Exercise set.
**A.** Extract the passage from the text on funding harm reduction, word for word, from "How can funders" up to and including "in the world.".
**B.** According to the text on funding harm reduction, why should society work to make drug use safe instead of ignoring it? Answer in one to three sentences.
**C.** Write what comes next in the text on funding harm reduction, starting after its last sentence.

Text shown.
How can funders support harm reduction?

Harm reduction is a key factor in slowing and stopping the HIV epidemic.

If you’re new to that term, here’s a rundown: Harm reduction is a set of practical strategies and ideas aimed at reducing negative consequences associated with drug use. Drug use will happen in society, regardless of laws: That’s the reality. The more we choose to ignore it, the more harm drug users face. It is perfectly possible to minimize harm for people who use drugs. Our choice is between doing nothing at all and letting drug use be an avenue for diseases to spread, or work to make drug use safe.

The recent report from Funders Concerned About AIDS found AIDS United to be the 7th largest funder for harm reduction (people who use drugs) in the world.

AIDS United has been in this work as a part of the organization’s core mission. The Harm Reduction Futures Fund is a centerpiece program, designed to strengthen the work of syringe services programs across the country. It also works to reduce disparities within health, psychosocial and socio-economics for people who use drugs. It also invests in evidence-based and community-driven approaches to prevent HIV and viral hepatitis transmission, to reduce injection-related injuries, increase overdose prevention and reversal efforts and connect people who use drugs to comprehensive prevention, treatment and support services. In the last round, AIDS United invested over $400,000 to organizations across the country.

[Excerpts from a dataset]
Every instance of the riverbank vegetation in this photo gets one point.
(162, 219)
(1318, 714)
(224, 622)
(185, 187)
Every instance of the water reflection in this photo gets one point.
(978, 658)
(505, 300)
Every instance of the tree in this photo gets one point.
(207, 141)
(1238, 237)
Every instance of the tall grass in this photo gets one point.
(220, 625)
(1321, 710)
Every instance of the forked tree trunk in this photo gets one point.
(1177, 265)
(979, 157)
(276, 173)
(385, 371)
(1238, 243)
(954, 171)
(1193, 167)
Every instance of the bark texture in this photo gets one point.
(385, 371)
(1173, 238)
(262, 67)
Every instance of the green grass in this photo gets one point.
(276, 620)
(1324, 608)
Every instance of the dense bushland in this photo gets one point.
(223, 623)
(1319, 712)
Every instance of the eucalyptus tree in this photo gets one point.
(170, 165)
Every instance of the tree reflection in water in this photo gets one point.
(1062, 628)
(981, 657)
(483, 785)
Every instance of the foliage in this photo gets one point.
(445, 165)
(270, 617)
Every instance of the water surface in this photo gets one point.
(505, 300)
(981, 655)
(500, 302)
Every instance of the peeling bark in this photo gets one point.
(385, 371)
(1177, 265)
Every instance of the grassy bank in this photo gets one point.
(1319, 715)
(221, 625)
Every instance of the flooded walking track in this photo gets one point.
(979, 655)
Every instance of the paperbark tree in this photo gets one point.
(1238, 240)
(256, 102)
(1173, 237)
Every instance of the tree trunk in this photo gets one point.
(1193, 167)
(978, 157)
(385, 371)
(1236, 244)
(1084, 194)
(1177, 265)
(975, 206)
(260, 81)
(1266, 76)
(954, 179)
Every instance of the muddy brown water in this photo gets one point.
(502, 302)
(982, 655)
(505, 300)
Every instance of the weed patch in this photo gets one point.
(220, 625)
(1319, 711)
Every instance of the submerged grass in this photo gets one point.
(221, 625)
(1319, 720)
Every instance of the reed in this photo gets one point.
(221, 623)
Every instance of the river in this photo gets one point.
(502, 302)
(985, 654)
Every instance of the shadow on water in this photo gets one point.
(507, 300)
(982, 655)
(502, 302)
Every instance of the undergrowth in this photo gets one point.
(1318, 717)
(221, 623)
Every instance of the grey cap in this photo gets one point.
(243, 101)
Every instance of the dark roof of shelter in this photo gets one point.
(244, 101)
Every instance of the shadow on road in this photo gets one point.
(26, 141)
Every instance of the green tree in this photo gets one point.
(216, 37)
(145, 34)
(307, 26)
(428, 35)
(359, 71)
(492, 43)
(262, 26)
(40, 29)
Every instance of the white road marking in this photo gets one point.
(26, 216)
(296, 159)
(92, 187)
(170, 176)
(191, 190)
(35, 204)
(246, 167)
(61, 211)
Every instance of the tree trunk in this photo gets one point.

Answers in order.
**A.**
How can funders support harm reduction?

Harm reduction is a key factor in slowing and stopping the HIV epidemic.

If you’re new to that term, here’s a rundown: Harm reduction is a set of practical strategies and ideas aimed at reducing negative consequences associated with drug use. Drug use will happen in society, regardless of laws: That’s the reality. The more we choose to ignore it, the more harm drug users face. It is perfectly possible to minimize harm for people who use drugs. Our choice is between doing nothing at all and letting drug use be an avenue for diseases to spread, or work to make drug use safe.

The recent report from Funders Concerned About AIDS found AIDS United to be the 7th largest funder for harm reduction (people who use drugs) in the world.

**B.** Drug use will happen in society regardless of laws, and the more it is ignored, the more harm drug users face. Doing nothing lets drug use become an avenue for diseases to spread, while harm can be minimized.

**C.**
In addition, AIDS United has a particular focus on the Midwest with programs such as our Midwest Harm Reduction Institute and our Midwest Syringe Service Program.

So, how can philanthropy actually tackle harm reduction?

HIV-related philanthropy has provided the most support for syringe services and harm reduction approaches. Yet in 2021, only 5% of total U.S. philanthropy was dedicated to people who use drugs. Governmental programs which offer support require complex reporting and often limit what can be done, not to mention the ever-shifting political winds that put programs and funding at risk.

There is a pressing need for greater funding for harm reduction services. People who use drugs and also have HIV have, on average, lower viral suppression rates. In turn, this means they can spread HIV to other drug users and sexual partners. To add another challenge, this population has a different challenge than traditional HIV outreach: The CDC estimates 64% of people who use drugs and also have HIV are homeless, 31% are incarcerated and 21% reported having no health insurance.

Stigma towards people who use drugs is also a major factor, as syringe service programs are often hampered by funding, legal issues, regulation and larger community stigma. If we cannot invest in harm reduction, we cannot end the HIV epidemic. The disease will continue to spread and create further hot spots.

Funding outside of government has the opportunity to provide unrestricted funding, can help with supply purchases to actually match on-the-ground demands, support services from people with lived experiences and make a major difference in improving the lives and conditions of some of the most marginalized people in society.

This is an opportunity for all funders to reassess where they stand on this issue, and work with AIDS United and community advocates to build a compassionate future.